■ TEXTO PROPORCIONADO:
La educación de los hijos

31. diciembre 2024 | Por | Categoria: Familia

Pocas palabras de Jesús habrá en el Evangelio que hayan tenido tanta repercusión, alcance y trascendencia como éstas: ¡Dejad que los niños vengan a mí! (Mateo 19,14). Además, dichas con una ternura que asombra. Jesús se mostraba con ellas, aparte de un Dios que ama la obra más delicada de sus manos divinas, un hombre de categoría excepcional, pues dicen que el hombre más hombre se distingue precisamente por el amor que siente hacia los niños.

Y Jesús agarraba a los niños, los abrazaba y se los devolvía a las felices mamás, como diciéndoles: ¡Guárdenmelos bien!… Ve después al joven tan bien formado, que le responde: ¡Señor, esos mandamientos los he guardado desde mi niñez! (Mateo 19,20), y Jesús se conmueve, le clava su mirada profunda, y dice el Evangelio que lo amó…

Ese grito del Evangelio, ¿hacia quién va dirigido ante todo y sobre todo? Ya se ve que Jesús lo dice más que nadie por los padres, pues nadie hay que tenga a los niños tan en su mano como los padres que los trajeron al mundo.

[Datos de anotación de ubicación de objetos]
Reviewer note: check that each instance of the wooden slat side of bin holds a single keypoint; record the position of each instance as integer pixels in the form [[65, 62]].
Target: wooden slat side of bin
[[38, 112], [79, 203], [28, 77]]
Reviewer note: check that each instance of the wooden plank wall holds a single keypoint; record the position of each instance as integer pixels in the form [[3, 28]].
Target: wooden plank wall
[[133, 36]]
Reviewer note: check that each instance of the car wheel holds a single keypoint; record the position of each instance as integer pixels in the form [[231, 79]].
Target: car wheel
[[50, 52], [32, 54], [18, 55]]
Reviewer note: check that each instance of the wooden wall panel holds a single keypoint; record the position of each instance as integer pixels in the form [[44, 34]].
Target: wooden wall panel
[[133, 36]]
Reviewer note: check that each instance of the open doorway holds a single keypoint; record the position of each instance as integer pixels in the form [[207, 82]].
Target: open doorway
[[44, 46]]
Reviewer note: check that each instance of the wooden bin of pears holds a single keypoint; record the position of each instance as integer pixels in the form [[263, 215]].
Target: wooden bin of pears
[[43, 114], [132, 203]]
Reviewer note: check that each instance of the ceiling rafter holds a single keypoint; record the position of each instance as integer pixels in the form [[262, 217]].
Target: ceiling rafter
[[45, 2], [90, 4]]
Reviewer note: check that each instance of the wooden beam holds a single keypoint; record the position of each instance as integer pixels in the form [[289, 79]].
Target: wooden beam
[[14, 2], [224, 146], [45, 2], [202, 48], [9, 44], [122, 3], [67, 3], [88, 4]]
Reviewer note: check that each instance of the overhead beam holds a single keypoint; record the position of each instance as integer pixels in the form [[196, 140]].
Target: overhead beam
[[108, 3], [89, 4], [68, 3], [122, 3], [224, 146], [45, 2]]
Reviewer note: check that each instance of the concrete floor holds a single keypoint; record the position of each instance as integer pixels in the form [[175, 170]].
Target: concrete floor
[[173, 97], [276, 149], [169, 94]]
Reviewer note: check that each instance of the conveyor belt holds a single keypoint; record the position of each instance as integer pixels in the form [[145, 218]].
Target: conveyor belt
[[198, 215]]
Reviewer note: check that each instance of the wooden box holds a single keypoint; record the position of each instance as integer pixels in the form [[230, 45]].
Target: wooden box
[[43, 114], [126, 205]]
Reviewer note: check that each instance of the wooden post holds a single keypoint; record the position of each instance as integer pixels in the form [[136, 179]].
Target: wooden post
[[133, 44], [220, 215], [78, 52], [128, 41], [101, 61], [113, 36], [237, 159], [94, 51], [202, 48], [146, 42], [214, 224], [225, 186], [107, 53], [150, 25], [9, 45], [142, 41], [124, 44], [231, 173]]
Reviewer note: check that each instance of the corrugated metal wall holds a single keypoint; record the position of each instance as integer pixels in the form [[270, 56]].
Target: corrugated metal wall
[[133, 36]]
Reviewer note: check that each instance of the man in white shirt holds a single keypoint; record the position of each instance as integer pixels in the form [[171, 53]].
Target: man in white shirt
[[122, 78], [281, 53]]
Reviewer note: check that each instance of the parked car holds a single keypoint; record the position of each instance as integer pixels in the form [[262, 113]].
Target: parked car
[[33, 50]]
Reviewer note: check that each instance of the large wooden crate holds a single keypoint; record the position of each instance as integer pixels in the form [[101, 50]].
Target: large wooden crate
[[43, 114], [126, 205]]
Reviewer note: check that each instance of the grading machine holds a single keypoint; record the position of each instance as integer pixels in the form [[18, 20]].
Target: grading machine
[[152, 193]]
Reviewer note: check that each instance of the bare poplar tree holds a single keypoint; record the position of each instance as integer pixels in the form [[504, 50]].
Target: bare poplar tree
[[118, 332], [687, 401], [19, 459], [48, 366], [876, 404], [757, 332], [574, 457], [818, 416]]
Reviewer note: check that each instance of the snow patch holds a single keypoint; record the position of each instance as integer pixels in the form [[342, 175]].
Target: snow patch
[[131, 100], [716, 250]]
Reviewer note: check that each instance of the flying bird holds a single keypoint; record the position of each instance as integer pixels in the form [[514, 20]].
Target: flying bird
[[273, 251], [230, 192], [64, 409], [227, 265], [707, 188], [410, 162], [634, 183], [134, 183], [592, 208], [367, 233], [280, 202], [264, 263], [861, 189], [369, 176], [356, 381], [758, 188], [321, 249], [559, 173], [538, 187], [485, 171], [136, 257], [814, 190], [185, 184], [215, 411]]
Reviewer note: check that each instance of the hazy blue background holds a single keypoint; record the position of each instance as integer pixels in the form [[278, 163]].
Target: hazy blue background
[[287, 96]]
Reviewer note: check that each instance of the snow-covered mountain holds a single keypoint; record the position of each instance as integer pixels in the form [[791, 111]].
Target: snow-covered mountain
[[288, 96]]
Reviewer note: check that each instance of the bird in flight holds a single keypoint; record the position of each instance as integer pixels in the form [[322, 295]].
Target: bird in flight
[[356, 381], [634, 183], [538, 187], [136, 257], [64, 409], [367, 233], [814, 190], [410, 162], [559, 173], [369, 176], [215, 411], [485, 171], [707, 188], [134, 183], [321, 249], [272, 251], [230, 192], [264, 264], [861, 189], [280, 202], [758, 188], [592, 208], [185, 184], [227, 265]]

■ TAREAS DEL EJERCICIO:
(a) Transcribe del texto sobre la educación de los hijos el fragmento que empieza con las palabras "Y Jesús agarraba" y termina con "trajeron al mundo.".
(b) Extrae tal cual las líneas de los registros que van desde el comienzo de estos hasta la línea que contiene "[[38, 112], [79, 203], [28, 77]]", ambas incluidas.

■ LOS RESULTADOS:
(a)
Y Jesús agarraba a los niños, los abrazaba y se los devolvía a las felices mamás, como diciéndoles: ¡Guárdenmelos bien!… Ve después al joven tan bien formado, que le responde: ¡Señor, esos mandamientos los he guardado desde mi niñez! (Mateo 19,20), y Jesús se conmueve, le clava su mirada profunda, y dice el Evangelio que lo amó…

Ese grito del Evangelio, ¿hacia quién va dirigido ante todo y sobre todo? Ya se ve que Jesús lo dice más que nadie por los padres, pues nadie hay que tenga a los niños tan en su mano como los padres que los trajeron al mundo.

(b)
Reviewer note: check that each instance of the wooden slat side of bin holds a single keypoint; record the position of each instance as integer pixels in the form [[65, 62]].
Target: wooden slat side of bin
[[38, 112], [79, 203], [28, 77]]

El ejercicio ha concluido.